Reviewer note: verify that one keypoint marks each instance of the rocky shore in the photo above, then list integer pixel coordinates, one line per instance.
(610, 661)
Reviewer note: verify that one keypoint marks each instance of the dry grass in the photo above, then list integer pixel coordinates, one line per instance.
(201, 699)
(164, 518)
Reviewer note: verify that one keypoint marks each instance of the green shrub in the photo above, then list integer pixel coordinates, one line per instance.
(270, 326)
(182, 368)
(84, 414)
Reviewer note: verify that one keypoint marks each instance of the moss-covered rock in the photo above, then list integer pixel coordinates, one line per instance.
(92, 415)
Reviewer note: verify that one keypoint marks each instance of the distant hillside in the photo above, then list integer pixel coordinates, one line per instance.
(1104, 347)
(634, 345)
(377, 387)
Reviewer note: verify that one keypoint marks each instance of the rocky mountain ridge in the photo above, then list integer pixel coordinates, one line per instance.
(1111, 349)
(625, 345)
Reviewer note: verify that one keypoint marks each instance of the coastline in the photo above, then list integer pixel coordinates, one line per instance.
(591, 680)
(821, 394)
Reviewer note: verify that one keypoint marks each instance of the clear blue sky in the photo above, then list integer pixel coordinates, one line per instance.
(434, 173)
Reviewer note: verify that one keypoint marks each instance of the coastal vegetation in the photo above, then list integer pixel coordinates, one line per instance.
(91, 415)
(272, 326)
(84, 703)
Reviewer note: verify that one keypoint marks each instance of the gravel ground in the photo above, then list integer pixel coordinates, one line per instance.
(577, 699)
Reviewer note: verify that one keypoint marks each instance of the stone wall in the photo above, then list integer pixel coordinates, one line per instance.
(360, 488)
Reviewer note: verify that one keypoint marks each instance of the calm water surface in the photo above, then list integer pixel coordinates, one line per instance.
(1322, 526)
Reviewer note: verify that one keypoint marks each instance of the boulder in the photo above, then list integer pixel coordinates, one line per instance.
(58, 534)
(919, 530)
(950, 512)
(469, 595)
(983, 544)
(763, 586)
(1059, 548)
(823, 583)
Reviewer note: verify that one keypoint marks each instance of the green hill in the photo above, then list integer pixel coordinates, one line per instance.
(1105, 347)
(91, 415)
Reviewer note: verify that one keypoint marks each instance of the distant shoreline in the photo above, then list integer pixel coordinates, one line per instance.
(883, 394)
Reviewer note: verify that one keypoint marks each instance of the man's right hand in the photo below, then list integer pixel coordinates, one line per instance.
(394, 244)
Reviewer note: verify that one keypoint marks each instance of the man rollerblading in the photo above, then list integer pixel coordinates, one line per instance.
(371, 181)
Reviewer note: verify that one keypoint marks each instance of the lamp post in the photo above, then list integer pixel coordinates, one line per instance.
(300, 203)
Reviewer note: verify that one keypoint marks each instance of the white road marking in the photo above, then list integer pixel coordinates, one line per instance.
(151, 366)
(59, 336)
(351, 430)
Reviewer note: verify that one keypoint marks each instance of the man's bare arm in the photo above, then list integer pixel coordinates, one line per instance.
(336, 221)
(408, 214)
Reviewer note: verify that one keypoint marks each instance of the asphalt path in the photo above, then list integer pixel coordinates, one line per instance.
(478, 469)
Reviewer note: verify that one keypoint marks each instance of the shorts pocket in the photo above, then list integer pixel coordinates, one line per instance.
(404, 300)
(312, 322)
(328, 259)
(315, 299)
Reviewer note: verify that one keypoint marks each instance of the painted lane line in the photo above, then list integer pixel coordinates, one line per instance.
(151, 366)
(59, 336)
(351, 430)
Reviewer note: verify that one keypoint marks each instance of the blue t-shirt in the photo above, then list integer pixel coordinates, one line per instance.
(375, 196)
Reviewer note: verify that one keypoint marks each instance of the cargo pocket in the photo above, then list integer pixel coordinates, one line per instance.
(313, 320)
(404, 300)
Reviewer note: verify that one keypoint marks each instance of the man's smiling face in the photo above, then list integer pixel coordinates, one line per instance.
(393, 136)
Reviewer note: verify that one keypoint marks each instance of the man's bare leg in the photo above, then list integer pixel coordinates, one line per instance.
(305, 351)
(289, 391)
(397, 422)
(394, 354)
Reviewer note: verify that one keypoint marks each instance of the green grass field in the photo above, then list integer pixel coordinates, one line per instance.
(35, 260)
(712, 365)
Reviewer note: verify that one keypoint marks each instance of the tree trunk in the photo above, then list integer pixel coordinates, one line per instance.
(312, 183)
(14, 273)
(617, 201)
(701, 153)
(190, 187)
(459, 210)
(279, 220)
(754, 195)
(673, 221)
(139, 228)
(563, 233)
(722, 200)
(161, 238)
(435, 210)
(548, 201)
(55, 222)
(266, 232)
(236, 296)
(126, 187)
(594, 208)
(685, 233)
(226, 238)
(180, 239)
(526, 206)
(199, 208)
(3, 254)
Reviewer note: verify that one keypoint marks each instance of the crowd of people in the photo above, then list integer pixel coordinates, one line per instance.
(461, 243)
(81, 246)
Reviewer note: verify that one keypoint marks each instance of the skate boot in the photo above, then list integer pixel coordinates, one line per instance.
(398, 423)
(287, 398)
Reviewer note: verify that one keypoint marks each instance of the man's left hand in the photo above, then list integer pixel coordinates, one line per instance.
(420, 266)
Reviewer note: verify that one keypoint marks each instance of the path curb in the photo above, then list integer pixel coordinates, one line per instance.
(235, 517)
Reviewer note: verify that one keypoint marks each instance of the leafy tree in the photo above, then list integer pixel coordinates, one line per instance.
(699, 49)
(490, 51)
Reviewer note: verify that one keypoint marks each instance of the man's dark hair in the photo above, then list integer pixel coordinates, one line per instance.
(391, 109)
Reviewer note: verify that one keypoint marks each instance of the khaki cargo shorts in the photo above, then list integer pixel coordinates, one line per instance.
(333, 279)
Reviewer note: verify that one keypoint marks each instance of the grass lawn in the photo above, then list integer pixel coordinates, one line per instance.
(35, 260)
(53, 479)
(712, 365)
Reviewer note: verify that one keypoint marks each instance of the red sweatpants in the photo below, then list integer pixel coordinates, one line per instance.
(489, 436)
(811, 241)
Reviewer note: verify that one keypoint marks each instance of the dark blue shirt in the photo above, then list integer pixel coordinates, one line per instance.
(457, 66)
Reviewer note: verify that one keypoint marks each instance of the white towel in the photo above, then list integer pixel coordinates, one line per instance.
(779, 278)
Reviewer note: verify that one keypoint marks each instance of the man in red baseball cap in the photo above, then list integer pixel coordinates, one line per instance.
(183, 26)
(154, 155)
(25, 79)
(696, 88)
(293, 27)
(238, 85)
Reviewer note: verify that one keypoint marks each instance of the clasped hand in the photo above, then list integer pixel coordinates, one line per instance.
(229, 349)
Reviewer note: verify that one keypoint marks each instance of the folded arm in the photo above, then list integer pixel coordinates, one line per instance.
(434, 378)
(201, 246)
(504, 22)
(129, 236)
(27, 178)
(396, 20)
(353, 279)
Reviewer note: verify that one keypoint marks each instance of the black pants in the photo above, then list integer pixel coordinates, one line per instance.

****

> [Challenge] Send back every record, precisely as written.

> [Task result]
Reviewer note: verify that one keypoint marks each instance of the rocky shore in the photo above, then list integer pixel coordinates, one line per instance.
(610, 661)
Reviewer note: verify that one keypoint marks each instance of the dry grass in the photo above, then list integer pixel coordinates, one line per instance.
(201, 699)
(164, 518)
Reviewer note: verify that one keypoint marks each instance of the green shrub in the photo above, then list integer pixel coordinates, one line per instance.
(270, 326)
(182, 368)
(84, 414)
Reviewer note: verify that one keypoint marks each instance of the moss-covered rock in the photo above, then list integer pixel coordinates, one line per instance.
(92, 415)
Reviewer note: verify that one keypoint marks each instance of the distant hillside in the photo above, then list integer pixel coordinates, one line per instance.
(1104, 347)
(634, 345)
(377, 387)
Reviewer note: verify that one keypoint marks each instance of the rocky mountain ridge in the photo above, then list integer pixel coordinates, one line per instance.
(1111, 349)
(625, 345)
Reviewer note: verify that one keypoint marks each instance of the coastline in the photo above, then list integer pixel coordinates, one line per instance.
(591, 680)
(821, 394)
Reviewer note: verify that one keypoint marks each instance of the clear blue sky in the photo above, then list integer pixel coordinates, one line per instance.
(434, 173)
Reviewer note: verify that one keypoint marks each instance of the coastal vegetation in the photo above, then list integer pixel coordinates, one line per instance.
(91, 415)
(272, 326)
(84, 703)
Reviewer note: verify that one keypoint marks each instance of the gravel ground in the photo above, then list integer pixel coordinates, one line per instance.
(577, 699)
Reviewer note: verify that one keypoint marks each instance of the stone wall in the photo above, then list integer pixel coordinates, one line per instance.
(360, 488)
Reviewer note: verify that one keypoint marks each instance of the calm water surface in the photo above, then list integer pixel coordinates, one line per instance.
(1322, 526)
Reviewer note: verify that one keypoint marks each instance of the boulder in the photo above, then list integer pixel coordinates, one line per instance.
(58, 534)
(919, 530)
(950, 512)
(469, 595)
(983, 544)
(763, 586)
(1059, 548)
(823, 583)
Reviewer note: verify that one keypoint marks each instance of the green hill in the photo above, then list integer pixel coordinates, one line per instance.
(1105, 347)
(91, 415)
Reviewer note: verify that one keypoint marks each instance of the distant shoreline in the photo above, then list integer pixel coordinates, one line per instance.
(883, 394)
Reviewer note: verify that one keypoint marks each instance of the man's right hand in the photo below, then list integer pixel coordinates, one line per instance.
(394, 244)
Reviewer note: verify that one keypoint marks each instance of the man rollerblading in the photo above, then list integer pixel coordinates, one line per instance.
(371, 181)
Reviewer note: verify that one keypoint marks each instance of the lamp post in the photo above, then list integer pixel coordinates, one line per instance.
(300, 203)
Reviewer note: verify that one keypoint marks each instance of the white road marking in the photo above, then list integer pixel coordinates, one line per instance.
(151, 366)
(59, 336)
(351, 430)
Reviewer note: verify that one keypoint marks each instance of the man's bare arm in the photo above, then list integer pixel coordinates, one line per instance.
(336, 221)
(408, 214)
Reviewer note: verify that one keypoint marks each instance of the asphalt path in the photo above, then list integer pixel coordinates, one line per instance.
(478, 469)
Reviewer note: verify that one keypoint marks each instance of the shorts pocket in the photo above, then list integer pixel coordinates, one line per instance.
(404, 300)
(312, 322)
(328, 259)
(315, 299)
Reviewer note: verify that one keypoint marks each instance of the painted lane line in the photo above, then list integer pixel coordinates, one line per instance.
(151, 366)
(59, 336)
(351, 430)
Reviewer note: verify that one keypoint marks each instance of the blue t-shirt in the photo above, then list integer pixel coordinates, one line per instance.
(375, 196)
Reviewer note: verify that one keypoint marks each instance of the cargo pocket in the photo above, then list integer pixel coordinates, one line per instance.
(313, 320)
(404, 300)
Reviewer note: verify that one keypoint marks each instance of the man's smiling face in the photo above, then list integer pixel coordinates, one line per instance.
(393, 136)
Reviewer note: verify that one keypoint marks each instance of the man's bare leg in the photo above, then list integer pixel coordinates, one line per instance.
(305, 351)
(289, 391)
(397, 422)
(394, 354)
Reviewer note: verify that one keypoint marks each instance of the green grass field in the photo above, then list integer pixel coordinates, one line per instance.
(35, 260)
(712, 365)
Reviewer note: verify that one keypoint marks each instance of the tree trunk in the photo above, then list integer pixel coordinates, one line per instance.
(312, 183)
(14, 273)
(617, 201)
(701, 153)
(190, 187)
(459, 210)
(279, 220)
(754, 195)
(673, 221)
(139, 228)
(563, 233)
(722, 200)
(161, 238)
(435, 210)
(548, 201)
(55, 222)
(266, 232)
(236, 296)
(126, 187)
(594, 208)
(685, 233)
(226, 238)
(180, 239)
(526, 206)
(199, 208)
(3, 254)
Reviewer note: verify that one keypoint marks each instance of the crowd of people in the photo above, then list integer pixel coordinates, one line per instance.
(461, 243)
(81, 246)
Reviewer note: verify that one keypoint marks each instance of the skate boot in the photo above, then list integer pixel coordinates, one line per instance.
(398, 423)
(287, 398)
Reviewer note: verify that one keypoint marks each instance of the man's left hand in the photo above, then list integer pixel coordinates, one line per instance.
(420, 266)
Reviewer note: verify that one keypoint marks each instance of the path curb in the photo above, then list integer pixel coordinates, one line per instance.
(235, 517)
Reviewer note: verify that one keypoint marks each instance of the leafy tree in the photo above, then list integer pixel coordinates, one line per instance.
(699, 49)
(490, 51)
Reviewer note: verify that one keypoint marks each instance of the man's dark hair in the photo above, then list integer pixel coordinates, one line per instance.
(391, 109)
Reviewer note: verify that one keypoint marks each instance of the khaki cargo shorts in the photo above, then list integer pixel coordinates, one line per instance.
(333, 279)
Reviewer note: verify that one keypoint marks each instance of the grass lawn in the photo above, then list integer pixel coordinates, one line per instance.
(35, 260)
(53, 479)
(712, 365)
Reviewer note: verify that one keypoint marks each instance of the red sweatpants in the photo below, then list integer pixel coordinates, one line per instance.
(489, 436)
(811, 241)
Reviewer note: verify that one keypoint marks each instance of the dark blue shirt in the photo above, then list integer pixel coordinates, one line per instance.
(457, 66)
Reviewer note: verify that one keypoint marks each instance of the white towel in the photo above, then list integer pixel coordinates, one line per instance.
(779, 278)
Reviewer note: verify that one keypoint marks each instance of the man in red baseball cap in the photo above, then list integer pixel coordinates, one line per instance.
(183, 26)
(154, 155)
(25, 79)
(696, 88)
(293, 27)
(238, 85)
Reviewer note: verify that one keypoint marks each instance of the clasped hand in the photo above, then list integer pixel coordinates, one line per instance.
(229, 349)
Reviewer note: verify that one keypoint marks each instance of the folded arm in the photo above, then list integer pixel coordinates, one line per instance.
(434, 378)
(201, 246)
(504, 22)
(129, 236)
(27, 178)
(396, 20)
(353, 279)
Reviewer note: verify that one keypoint marks each instance of the black pants in the photo above, then list integer pixel coordinates, one line per instance.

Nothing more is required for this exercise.